◆ **Tasks to complete**:
1 – In the automation discussion, how long might it take the writer to make a map of publishable quality?
2 – Transcribe the automation discussion from "Techs, too." up to and including "buy expensive robots.".
3 – Pick up the automation discussion after its last sentence and continue it.

── Document segment ──

Age of Automation: Fantasy or coming reality?

I keep hearing about how automation is going to change our lives but I don’t buy it, I still have to go to work everyday and bust my ass, how is it making/going to make my life better?

Simplistic premise for debate but I am actually curious about the sounding of a new age when I don’t even see it really affecting me.

It has already changed your life. You say you have to “bust your ass” at work, but just how much work is that? 100 hours a week? 80? Because, before the age of automation, it probably would have been.

I’ll limit the time frame from year 2000 onwards

Well, unless you are already in the 1%, your standard of living will decline.
Techs, too.
Permanent, lifelong unemployment is a likely possibility.

Do you shop at Walmart or Target? If so, then automation is already affecting you. Automation has shifted a lot of manufacturing to other countries. For many products, it’s cheaper to pay very low-wage workers than to buy expensive robots.

Do you plan to buy a new car at some point in the future? If so, automation will affect you then, too.

Do you plan to buy a new computer in the future?

I think when most people think of automation, they think of a stereotypical robot sitting at their desk, performing their job duties. Of course, that’s a ludicrous image.

But automation is a lot more general than that.

Just 20 years ago, the job position I currently inhabit was a lot different from what it is today. What takes me a half hour to do (like writing a brief memo) used to take hours because electronic word processors are not as efficient as MS Word (and typewriters even less so). It might take me an hour to make a map that is of publishable quality. Twenty years ago, the person doing my job would have had to delegate that task to the resident GIS person–who more than likely would have a ton of projects waiting in their queue at any given moment. So it would have probably been a week before I’d get something usable back in the olden times. Twenty years ago, writing a well-cited report required spending serious research time in the library trying to track down relevant journal articles. Today, I don’t even have to leave my office to find all the sources I need–most of which are available on the internet for download.

───
── Excerpted data ──

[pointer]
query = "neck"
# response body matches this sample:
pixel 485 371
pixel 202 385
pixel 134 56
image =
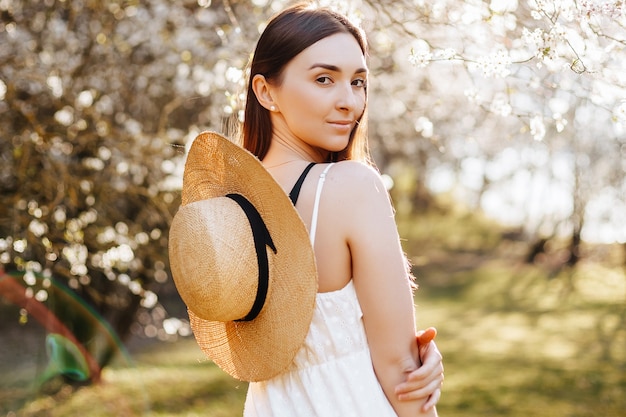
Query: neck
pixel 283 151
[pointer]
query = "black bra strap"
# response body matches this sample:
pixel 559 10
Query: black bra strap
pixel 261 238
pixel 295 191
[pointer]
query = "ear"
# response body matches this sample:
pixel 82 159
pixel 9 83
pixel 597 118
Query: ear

───
── Excerpted data ──

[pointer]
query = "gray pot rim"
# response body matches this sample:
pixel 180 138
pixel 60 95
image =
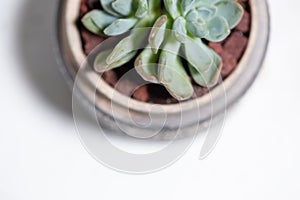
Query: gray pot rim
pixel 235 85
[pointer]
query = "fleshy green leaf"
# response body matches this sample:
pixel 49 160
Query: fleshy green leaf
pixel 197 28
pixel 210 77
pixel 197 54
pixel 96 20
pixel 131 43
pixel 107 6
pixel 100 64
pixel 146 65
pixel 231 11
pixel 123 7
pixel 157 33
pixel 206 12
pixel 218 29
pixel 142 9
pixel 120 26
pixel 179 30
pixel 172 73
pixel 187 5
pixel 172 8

───

◆ **Answers to each task**:
1 – About an hour.

2 –
Techs, too.
Permanent, lifelong unemployment is a likely possibility.

Do you shop at Walmart or Target? If so, then automation is already affecting you. Automation has shifted a lot of manufacturing to other countries. For many products, it’s cheaper to pay very low-wage workers than to buy expensive robots.

3 –
My predecessor’s job duties were a lot more singularly focused than mine are. He wasn’t expected to know how to analyze data or use GIS because he didn’t have enough time in the day to do those things in addition to typing memos. Those more technical tasks were assigned to other people. So I’m doing the job of three people now, and it’s not because I’m smarter than my predecessor. It’s because my predecessor did not have the technology that I have.

Twenty years from now, I think it is likely a person will be doing my job plus two others. It’s hard for me to imagine how this could be, and yet I know it would have been hard for my predecessor to imagine his job morphing into mine.

I was having a similar discussion with my father a week or so ago. I mentioned automation rendering many of us unemployed one day, and he kinda waved me away. Before he retired, he was educator. I guess in his mind, we’ll always need teachers and administrators. And yet he’s the first to run to Google when he wants to learn something new. He teaches online classes. I’m sure he’s a big advocate of technology in the classrooms. Yes, we will always have a need for teachers and administrators, but the demand for them will lessen as people rely more on technology for instruction and information. I think it is quite possible that 20 years from now, the idea that a teacher might have 50 children in his classroom won’t seem that big of a deal because his students will all have personalized instruction programmed into their tablets. And if the school’s workforce is slashed in half, maybe principals can be expected to do the duties previously assigned to vice-principals and curriculum specialists.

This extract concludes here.